* [Task details] Below are the records. Gather each line that holds "white".
BEGIN Recorded information
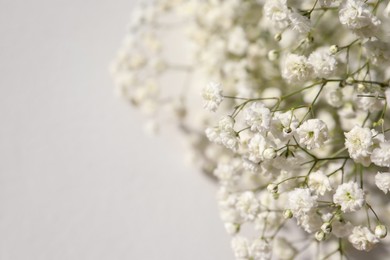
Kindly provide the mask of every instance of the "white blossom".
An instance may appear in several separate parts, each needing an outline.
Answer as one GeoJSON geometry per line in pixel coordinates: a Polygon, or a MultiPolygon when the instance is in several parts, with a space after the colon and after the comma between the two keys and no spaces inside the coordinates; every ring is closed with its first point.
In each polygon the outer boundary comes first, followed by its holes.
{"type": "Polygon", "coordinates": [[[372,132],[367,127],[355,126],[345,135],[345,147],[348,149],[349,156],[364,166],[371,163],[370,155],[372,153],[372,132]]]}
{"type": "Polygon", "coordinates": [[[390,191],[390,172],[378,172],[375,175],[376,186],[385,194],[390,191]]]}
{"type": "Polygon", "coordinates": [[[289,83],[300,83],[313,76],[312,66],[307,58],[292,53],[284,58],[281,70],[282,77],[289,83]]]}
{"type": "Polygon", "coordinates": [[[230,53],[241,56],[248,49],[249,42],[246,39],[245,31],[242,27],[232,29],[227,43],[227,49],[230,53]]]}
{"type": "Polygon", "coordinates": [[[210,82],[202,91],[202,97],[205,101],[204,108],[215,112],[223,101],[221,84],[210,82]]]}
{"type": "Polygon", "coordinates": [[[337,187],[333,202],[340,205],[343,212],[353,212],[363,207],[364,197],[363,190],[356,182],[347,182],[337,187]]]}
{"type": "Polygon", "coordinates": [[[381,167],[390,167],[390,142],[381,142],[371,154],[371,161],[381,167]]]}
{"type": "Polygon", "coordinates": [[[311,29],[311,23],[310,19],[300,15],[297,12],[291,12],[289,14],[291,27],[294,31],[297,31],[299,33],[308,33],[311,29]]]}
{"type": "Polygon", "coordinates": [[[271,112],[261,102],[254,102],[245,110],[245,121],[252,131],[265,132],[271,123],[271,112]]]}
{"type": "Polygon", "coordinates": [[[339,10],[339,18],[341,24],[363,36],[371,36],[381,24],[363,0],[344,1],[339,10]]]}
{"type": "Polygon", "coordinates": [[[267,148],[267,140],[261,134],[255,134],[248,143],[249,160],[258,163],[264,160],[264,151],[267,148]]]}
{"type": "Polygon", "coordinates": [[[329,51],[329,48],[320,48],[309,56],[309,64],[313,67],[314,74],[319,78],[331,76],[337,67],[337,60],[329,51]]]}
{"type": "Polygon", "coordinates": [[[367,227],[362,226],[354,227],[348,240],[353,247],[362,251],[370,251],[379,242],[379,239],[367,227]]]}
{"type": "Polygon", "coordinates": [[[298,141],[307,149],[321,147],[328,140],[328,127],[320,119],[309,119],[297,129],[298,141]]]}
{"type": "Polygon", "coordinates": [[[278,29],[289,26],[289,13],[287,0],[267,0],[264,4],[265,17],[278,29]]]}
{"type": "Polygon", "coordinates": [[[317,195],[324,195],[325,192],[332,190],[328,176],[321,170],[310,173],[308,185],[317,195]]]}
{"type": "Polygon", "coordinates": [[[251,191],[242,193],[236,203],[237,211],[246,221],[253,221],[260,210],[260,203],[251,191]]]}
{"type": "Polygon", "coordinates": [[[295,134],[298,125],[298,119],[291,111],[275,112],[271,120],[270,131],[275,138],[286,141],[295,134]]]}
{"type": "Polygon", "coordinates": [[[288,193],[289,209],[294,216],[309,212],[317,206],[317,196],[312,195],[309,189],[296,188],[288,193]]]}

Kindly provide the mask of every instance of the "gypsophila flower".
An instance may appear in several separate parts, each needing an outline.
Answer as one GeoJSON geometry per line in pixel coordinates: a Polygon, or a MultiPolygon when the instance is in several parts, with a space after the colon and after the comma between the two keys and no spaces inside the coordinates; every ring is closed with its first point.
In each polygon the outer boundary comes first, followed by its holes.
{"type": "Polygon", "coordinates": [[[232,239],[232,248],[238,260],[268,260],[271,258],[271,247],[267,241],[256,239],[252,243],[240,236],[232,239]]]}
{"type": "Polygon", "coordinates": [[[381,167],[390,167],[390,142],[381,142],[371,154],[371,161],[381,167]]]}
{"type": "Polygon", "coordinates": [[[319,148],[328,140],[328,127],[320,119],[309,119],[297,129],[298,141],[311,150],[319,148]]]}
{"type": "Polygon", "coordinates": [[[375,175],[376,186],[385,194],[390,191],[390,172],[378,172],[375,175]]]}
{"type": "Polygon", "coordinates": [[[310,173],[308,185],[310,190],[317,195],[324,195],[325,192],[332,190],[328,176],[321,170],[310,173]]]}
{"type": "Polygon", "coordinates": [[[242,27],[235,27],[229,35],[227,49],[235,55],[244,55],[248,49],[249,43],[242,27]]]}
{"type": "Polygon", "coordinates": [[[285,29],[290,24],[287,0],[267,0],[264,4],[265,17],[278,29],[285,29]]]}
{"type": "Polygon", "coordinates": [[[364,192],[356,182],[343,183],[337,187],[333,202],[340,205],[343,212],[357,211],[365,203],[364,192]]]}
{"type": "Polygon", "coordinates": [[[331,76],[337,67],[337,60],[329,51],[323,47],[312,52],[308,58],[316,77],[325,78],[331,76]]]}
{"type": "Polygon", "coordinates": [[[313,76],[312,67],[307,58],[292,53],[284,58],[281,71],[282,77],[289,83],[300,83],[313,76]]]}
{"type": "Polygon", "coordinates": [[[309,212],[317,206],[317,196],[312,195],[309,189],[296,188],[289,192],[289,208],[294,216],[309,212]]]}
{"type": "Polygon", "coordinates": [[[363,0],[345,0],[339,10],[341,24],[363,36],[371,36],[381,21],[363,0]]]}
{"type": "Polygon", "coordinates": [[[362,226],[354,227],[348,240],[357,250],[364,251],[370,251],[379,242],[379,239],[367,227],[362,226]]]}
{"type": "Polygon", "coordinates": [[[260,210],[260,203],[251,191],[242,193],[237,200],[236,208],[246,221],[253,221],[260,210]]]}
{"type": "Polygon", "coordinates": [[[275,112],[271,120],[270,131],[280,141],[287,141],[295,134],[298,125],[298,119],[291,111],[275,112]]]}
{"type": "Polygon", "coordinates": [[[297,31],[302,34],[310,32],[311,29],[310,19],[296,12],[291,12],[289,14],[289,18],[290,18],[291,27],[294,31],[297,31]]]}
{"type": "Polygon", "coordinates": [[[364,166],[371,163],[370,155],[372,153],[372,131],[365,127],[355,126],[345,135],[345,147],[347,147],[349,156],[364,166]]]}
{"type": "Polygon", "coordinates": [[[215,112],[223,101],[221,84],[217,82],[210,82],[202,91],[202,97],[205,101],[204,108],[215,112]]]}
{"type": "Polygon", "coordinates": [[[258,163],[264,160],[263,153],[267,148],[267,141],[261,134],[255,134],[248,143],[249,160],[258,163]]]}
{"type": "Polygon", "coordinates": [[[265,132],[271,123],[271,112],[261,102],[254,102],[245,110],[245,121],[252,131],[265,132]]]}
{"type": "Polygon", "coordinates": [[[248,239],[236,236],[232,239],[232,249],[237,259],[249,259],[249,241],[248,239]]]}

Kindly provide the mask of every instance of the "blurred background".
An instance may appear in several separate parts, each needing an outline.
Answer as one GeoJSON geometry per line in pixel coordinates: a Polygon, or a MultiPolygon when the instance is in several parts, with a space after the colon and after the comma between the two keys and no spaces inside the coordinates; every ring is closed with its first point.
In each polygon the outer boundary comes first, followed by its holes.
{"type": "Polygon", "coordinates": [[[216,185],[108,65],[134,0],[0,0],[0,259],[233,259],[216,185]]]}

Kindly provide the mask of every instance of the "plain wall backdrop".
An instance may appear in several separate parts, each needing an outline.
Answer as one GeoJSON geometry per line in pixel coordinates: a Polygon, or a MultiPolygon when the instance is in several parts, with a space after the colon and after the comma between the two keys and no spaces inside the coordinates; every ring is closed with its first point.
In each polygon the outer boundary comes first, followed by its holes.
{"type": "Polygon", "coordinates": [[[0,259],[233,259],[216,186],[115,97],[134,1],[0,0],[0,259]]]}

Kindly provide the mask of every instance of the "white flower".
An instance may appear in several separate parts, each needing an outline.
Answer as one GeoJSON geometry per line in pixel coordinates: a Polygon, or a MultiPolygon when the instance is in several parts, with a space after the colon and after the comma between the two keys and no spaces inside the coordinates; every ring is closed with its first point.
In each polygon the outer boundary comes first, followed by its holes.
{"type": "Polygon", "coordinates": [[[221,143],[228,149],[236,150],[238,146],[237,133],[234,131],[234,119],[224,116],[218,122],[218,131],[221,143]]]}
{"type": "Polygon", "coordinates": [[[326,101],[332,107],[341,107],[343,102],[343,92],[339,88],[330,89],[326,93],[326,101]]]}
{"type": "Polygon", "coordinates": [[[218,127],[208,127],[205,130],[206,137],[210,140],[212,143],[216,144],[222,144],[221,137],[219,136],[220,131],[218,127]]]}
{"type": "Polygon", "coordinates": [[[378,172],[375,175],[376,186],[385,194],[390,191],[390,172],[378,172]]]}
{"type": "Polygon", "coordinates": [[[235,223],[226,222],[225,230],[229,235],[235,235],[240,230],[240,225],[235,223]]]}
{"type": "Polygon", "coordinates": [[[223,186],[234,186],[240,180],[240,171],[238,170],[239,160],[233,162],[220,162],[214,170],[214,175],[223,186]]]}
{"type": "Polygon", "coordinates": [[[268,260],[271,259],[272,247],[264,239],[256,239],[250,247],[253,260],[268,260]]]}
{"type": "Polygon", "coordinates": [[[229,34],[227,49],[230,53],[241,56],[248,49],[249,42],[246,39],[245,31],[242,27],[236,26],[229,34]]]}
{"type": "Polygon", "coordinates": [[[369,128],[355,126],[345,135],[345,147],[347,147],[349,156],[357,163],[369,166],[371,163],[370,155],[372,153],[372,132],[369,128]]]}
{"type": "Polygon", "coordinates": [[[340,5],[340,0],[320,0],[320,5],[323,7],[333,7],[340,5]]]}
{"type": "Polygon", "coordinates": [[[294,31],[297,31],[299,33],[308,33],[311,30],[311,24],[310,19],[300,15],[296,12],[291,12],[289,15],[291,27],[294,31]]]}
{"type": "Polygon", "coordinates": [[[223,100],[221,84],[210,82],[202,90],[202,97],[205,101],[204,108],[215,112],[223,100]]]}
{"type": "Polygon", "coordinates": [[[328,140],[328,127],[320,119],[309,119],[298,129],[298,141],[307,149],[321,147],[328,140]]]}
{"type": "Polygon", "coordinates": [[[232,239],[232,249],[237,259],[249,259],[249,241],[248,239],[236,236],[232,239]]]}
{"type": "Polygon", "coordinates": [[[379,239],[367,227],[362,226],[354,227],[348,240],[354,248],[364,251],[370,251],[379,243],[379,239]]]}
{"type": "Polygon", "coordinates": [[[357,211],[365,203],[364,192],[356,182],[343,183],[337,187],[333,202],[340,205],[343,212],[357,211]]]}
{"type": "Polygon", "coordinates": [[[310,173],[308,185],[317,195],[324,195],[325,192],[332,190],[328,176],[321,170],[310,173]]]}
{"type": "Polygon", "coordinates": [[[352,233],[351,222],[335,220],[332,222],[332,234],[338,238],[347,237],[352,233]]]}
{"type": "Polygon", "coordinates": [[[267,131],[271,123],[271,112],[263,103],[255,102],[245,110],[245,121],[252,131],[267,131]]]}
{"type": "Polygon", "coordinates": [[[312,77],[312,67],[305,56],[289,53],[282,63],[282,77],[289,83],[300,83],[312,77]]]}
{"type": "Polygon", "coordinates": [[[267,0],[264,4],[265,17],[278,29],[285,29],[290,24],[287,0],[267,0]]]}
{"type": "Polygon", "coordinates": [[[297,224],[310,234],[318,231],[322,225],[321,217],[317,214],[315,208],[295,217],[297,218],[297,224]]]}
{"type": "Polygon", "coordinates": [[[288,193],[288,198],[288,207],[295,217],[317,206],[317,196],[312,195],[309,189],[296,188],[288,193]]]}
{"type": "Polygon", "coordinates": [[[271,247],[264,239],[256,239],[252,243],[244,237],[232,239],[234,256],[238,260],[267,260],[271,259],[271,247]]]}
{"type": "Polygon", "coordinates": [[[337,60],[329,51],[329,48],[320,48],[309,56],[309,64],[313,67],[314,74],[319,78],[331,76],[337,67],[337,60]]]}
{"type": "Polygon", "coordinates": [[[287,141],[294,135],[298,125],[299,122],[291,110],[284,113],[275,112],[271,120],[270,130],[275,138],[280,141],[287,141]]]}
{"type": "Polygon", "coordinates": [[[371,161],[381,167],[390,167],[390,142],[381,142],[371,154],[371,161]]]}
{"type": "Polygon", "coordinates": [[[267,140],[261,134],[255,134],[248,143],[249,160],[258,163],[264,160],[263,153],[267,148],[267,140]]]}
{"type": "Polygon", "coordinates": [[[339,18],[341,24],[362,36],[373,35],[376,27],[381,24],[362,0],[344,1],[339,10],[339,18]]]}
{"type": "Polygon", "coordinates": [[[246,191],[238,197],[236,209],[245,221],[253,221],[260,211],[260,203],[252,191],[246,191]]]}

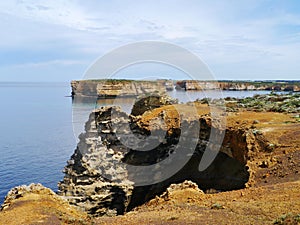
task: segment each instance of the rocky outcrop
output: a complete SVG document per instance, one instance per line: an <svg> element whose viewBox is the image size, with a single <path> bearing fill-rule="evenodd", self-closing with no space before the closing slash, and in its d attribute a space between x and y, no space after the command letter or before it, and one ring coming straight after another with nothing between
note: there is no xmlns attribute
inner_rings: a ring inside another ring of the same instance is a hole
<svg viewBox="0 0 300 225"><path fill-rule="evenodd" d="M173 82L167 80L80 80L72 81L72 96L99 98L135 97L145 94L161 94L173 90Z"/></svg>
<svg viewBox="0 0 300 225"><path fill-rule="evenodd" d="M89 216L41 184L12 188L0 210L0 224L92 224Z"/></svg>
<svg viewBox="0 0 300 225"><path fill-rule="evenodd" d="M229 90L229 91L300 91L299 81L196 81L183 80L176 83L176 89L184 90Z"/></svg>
END Recorded information
* [Reply to the task]
Kindly provide the mask of every instance of the "white blossom".
Kindly provide the mask of every instance of the "white flower".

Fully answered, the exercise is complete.